PROMPT — Once the line containing "Could you point to every instance of the terraced" is found, copy that line and all remaining lines of the records exactly, including the last one, and add nothing.

━━━━━ DATA IN THIS EXERCISE ━━━━━

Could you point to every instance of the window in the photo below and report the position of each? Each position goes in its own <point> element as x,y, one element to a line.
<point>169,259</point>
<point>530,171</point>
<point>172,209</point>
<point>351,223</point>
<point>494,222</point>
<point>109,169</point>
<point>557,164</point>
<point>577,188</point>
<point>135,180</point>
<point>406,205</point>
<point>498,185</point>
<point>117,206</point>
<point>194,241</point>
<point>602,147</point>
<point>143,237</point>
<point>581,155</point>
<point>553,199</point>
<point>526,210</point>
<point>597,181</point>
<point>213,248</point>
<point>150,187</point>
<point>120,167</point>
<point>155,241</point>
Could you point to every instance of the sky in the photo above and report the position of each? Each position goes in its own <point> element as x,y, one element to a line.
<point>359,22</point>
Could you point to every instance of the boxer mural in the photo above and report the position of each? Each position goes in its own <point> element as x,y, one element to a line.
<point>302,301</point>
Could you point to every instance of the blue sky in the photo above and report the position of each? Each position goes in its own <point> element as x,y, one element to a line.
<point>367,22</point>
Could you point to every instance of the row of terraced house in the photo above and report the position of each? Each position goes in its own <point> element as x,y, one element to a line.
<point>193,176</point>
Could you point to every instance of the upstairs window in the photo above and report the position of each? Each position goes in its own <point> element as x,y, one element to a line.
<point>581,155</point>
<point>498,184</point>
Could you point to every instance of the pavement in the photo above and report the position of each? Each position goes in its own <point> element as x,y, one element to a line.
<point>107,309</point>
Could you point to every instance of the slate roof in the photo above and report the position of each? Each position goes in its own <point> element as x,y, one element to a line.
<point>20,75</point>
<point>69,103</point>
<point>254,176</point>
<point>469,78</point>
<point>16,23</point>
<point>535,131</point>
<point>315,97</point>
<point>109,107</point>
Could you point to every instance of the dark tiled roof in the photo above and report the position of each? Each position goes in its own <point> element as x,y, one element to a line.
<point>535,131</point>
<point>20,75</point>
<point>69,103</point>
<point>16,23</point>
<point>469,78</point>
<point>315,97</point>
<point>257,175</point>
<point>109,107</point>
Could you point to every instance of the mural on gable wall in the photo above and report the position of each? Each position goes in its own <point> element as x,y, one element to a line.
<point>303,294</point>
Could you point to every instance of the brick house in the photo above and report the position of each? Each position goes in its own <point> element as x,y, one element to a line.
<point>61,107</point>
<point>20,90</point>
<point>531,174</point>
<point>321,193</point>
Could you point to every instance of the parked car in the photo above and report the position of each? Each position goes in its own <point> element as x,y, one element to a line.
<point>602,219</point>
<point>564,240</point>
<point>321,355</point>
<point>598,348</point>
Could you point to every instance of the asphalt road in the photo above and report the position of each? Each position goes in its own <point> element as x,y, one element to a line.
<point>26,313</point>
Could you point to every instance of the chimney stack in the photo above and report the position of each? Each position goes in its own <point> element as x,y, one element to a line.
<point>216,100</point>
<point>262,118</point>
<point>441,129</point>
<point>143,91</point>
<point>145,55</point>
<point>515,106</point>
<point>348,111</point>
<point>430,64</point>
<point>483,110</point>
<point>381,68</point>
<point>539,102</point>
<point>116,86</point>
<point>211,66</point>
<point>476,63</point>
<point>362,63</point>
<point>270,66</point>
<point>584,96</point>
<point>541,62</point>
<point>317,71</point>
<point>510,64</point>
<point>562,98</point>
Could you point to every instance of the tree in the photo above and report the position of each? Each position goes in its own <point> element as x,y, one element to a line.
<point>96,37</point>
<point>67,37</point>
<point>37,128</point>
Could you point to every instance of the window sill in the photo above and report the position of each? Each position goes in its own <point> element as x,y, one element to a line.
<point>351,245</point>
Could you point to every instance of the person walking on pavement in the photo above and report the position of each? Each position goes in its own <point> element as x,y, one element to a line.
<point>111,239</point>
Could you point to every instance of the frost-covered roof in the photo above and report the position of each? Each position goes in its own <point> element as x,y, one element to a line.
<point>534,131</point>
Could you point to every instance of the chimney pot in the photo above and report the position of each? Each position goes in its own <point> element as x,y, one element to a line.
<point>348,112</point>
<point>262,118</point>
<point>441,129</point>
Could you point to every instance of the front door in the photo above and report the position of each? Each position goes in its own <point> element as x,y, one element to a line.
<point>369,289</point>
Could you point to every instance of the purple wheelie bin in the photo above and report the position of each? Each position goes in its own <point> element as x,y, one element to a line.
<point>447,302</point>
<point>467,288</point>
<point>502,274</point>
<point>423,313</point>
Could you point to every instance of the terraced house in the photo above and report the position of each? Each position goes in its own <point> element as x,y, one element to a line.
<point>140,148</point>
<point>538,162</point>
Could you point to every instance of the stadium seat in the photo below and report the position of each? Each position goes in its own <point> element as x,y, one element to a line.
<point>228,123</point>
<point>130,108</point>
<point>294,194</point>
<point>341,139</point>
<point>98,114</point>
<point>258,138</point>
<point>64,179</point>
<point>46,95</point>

━━━━━

WRITTEN SOLUTION —
Could you point to every instance of the terraced house in the photo above and report the position of each? Each position goes in its own <point> element as x,y, one element to a line.
<point>140,148</point>
<point>538,162</point>
Could you point to every instance of the stadium seat in the photo below and report the position of each? Each position goes in its own <point> element as x,y, one element to a line.
<point>228,123</point>
<point>130,108</point>
<point>294,194</point>
<point>341,139</point>
<point>98,114</point>
<point>258,138</point>
<point>64,179</point>
<point>46,95</point>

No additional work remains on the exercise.